**Task objective**
Give back exactly the lines from the one containing "Mark every instance of the window frame" through the end of the records, including both, and no others.

>>>

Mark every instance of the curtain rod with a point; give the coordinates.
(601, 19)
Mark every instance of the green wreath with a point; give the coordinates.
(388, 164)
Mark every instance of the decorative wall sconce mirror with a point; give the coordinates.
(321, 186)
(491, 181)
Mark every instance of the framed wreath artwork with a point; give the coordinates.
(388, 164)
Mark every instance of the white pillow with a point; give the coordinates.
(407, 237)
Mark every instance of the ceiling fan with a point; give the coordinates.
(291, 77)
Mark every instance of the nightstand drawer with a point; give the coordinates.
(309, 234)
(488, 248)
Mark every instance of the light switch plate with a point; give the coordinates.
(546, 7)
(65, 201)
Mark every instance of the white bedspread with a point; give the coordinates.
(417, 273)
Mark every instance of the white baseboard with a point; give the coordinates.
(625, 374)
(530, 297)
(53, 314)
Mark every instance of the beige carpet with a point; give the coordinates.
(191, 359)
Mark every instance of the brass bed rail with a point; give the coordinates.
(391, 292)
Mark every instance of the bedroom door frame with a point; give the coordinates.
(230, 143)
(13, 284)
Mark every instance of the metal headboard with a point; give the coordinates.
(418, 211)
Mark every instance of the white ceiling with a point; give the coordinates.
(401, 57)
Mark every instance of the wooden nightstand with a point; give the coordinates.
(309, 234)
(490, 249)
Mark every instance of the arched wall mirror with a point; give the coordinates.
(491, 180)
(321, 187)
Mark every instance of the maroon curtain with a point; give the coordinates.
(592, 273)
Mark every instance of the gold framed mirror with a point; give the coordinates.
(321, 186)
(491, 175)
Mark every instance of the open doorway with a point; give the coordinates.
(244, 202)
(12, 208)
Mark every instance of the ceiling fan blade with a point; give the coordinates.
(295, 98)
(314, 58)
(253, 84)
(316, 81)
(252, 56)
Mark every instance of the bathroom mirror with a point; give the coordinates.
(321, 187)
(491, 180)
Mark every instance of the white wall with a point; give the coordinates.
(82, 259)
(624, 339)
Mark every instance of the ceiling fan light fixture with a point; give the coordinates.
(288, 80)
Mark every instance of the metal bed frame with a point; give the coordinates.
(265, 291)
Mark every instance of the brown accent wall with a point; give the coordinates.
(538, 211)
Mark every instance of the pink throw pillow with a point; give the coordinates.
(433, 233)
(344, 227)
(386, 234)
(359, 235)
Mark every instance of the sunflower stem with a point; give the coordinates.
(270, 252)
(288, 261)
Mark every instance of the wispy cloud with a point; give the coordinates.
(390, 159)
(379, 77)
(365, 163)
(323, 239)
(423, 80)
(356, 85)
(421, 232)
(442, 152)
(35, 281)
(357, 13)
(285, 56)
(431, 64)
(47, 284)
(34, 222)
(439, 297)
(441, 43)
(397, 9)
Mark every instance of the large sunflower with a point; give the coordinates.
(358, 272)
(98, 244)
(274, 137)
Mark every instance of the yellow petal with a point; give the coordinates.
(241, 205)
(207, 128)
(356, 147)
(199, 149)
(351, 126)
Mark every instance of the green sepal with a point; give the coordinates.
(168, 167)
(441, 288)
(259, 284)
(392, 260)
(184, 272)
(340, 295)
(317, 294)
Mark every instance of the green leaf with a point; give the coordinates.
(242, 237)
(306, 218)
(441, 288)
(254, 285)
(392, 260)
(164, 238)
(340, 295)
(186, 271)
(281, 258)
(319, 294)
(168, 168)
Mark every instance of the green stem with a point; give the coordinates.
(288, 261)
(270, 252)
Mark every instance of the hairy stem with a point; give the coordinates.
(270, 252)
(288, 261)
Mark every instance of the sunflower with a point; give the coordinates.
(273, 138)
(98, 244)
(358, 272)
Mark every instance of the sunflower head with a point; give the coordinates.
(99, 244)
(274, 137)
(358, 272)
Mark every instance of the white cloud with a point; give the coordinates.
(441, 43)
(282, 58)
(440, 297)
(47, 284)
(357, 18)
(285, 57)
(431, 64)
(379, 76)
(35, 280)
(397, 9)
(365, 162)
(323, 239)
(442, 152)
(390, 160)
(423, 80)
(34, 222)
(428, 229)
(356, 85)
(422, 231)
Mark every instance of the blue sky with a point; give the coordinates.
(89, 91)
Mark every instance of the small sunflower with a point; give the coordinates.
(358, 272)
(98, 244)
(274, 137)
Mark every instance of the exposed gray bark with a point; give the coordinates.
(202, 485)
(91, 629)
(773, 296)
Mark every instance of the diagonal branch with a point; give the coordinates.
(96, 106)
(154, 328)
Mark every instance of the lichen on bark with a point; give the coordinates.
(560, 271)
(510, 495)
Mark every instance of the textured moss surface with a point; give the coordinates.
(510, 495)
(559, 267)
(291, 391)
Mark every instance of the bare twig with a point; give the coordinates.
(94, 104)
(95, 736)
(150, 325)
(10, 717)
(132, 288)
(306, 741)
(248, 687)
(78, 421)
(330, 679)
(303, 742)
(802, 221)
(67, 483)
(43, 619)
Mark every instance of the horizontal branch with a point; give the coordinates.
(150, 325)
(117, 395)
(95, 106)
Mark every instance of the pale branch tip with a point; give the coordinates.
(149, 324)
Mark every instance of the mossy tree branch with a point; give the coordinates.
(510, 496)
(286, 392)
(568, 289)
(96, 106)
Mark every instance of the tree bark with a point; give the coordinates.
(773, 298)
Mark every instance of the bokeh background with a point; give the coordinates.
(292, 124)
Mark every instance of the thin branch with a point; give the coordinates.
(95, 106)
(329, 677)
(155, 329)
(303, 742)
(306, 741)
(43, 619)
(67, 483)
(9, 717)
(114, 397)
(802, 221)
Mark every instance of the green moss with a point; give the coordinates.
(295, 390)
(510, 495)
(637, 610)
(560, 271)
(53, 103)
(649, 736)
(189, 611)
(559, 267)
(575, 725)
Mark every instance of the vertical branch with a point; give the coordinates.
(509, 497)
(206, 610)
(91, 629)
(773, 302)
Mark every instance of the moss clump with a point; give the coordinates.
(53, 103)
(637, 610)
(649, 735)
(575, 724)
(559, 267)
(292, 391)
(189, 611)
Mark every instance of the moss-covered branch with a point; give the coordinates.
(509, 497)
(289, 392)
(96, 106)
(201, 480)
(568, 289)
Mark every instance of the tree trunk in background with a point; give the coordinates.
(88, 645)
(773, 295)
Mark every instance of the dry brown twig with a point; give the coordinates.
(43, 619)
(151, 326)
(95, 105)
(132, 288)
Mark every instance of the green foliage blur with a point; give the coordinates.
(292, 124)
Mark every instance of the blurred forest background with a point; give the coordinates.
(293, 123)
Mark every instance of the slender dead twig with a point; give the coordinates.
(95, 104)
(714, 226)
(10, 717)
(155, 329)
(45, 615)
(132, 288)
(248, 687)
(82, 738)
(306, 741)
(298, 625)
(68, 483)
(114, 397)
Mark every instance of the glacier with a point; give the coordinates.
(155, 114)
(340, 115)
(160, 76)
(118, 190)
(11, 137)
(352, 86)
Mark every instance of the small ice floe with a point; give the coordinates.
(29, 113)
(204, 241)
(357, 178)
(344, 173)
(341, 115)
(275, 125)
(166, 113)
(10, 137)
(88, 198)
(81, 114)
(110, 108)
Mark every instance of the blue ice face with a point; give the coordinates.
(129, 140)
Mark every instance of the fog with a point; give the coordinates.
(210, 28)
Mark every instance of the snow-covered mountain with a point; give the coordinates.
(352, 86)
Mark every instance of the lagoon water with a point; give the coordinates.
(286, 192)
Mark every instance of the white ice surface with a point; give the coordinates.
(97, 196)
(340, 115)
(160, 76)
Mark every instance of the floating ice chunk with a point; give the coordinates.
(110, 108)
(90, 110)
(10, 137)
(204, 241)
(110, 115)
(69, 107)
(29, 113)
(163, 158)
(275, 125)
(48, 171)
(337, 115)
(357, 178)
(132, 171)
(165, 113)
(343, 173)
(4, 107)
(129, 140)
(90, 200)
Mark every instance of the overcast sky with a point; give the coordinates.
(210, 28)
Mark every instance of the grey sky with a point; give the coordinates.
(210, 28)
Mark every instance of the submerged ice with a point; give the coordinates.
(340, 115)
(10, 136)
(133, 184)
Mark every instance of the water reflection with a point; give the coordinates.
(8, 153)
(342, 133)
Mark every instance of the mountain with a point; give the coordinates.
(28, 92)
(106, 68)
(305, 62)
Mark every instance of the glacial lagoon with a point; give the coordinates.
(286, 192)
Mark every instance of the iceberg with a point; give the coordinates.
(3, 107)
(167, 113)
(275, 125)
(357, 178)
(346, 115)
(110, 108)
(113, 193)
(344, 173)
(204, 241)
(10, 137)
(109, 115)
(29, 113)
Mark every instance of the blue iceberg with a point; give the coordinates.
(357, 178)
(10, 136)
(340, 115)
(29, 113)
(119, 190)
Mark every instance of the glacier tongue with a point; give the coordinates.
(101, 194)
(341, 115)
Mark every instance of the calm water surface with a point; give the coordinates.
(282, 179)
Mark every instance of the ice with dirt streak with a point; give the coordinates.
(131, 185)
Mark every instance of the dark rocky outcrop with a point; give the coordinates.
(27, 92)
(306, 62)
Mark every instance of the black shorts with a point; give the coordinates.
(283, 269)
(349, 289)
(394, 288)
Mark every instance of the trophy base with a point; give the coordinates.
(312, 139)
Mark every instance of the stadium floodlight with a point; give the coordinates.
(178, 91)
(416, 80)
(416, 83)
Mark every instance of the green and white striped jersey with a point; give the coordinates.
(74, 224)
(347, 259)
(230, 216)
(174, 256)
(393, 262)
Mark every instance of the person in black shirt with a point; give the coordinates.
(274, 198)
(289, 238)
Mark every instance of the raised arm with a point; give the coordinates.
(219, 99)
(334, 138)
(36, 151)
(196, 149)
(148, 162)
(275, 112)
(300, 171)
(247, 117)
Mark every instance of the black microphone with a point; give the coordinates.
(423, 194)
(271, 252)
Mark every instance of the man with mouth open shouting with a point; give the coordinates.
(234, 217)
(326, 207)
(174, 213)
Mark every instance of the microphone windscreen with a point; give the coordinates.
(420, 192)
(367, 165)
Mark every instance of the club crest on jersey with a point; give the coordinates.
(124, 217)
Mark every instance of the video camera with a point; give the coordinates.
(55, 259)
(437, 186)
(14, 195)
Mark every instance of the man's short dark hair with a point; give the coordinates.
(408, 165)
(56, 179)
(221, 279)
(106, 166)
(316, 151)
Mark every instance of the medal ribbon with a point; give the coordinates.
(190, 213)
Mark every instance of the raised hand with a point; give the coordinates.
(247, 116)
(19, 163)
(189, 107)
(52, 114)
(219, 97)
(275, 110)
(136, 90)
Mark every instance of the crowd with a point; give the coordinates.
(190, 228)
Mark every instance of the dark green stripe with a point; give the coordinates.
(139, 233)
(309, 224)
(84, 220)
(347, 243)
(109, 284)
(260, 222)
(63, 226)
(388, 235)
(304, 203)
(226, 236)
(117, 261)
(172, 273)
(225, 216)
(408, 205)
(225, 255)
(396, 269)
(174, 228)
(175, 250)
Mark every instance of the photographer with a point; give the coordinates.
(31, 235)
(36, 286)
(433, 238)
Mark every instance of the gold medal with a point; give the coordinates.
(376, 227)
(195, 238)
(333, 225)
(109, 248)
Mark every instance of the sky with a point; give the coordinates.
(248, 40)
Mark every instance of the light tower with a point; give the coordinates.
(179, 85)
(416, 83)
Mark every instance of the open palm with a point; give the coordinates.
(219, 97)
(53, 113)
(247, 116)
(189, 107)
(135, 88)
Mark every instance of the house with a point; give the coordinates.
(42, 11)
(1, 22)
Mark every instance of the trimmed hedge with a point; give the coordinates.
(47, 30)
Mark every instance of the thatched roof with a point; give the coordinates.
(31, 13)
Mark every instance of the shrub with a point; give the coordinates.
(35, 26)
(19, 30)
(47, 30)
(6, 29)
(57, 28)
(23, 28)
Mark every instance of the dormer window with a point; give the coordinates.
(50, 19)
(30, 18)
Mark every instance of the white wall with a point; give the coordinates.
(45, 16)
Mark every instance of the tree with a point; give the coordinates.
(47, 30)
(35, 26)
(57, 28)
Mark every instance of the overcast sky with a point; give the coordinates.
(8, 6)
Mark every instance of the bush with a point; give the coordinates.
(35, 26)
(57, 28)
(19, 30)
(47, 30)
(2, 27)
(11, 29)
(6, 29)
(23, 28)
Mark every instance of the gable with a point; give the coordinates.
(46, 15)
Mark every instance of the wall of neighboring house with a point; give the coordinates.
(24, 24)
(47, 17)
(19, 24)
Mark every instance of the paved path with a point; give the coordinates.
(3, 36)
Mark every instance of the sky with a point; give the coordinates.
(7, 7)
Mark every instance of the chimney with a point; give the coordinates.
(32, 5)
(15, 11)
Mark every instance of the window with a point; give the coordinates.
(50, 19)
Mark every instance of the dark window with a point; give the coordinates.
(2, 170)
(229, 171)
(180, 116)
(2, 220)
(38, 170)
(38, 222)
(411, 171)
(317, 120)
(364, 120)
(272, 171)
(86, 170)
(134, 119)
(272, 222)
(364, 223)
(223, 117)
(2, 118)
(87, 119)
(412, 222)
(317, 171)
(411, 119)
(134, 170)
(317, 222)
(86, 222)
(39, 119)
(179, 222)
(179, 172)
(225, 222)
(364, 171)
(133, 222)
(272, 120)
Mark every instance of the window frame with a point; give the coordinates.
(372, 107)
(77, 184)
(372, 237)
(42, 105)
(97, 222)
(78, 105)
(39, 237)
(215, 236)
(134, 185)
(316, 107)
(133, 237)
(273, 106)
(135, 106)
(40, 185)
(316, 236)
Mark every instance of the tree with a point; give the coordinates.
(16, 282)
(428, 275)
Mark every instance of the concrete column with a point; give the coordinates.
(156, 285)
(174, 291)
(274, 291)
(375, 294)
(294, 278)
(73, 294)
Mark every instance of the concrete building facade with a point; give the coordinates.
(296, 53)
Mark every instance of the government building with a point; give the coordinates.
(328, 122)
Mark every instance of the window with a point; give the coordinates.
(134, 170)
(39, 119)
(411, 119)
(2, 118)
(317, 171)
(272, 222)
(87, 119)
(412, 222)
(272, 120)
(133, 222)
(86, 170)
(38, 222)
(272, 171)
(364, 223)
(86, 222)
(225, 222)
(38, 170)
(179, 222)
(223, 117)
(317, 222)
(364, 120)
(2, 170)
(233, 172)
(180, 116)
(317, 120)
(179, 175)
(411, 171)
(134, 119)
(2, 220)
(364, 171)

<<<

**Result of this task**
Mark every instance of the window frame with a point; give the coordinates.
(372, 107)
(77, 184)
(372, 237)
(42, 105)
(97, 222)
(78, 105)
(39, 237)
(215, 236)
(134, 185)
(316, 107)
(133, 237)
(273, 106)
(135, 106)
(40, 185)
(316, 236)
Mark every instance of the tree with a point; give the coordinates.
(16, 282)
(428, 275)
Mark every instance of the concrete column with a point; give the coordinates.
(156, 285)
(174, 291)
(274, 291)
(375, 294)
(294, 278)
(73, 294)
Mark every instance of the concrete building facade with a point; give the coordinates.
(296, 53)
Mark every instance of the government building with a point; give the coordinates.
(328, 122)
Mark every instance of the window with a point; give the coordinates.
(134, 170)
(39, 119)
(411, 119)
(2, 118)
(317, 171)
(272, 222)
(87, 119)
(412, 222)
(272, 120)
(133, 222)
(86, 170)
(38, 222)
(272, 171)
(364, 223)
(86, 222)
(225, 222)
(38, 170)
(179, 222)
(223, 117)
(317, 222)
(364, 120)
(2, 170)
(233, 172)
(180, 116)
(317, 120)
(179, 175)
(411, 171)
(134, 119)
(2, 220)
(364, 171)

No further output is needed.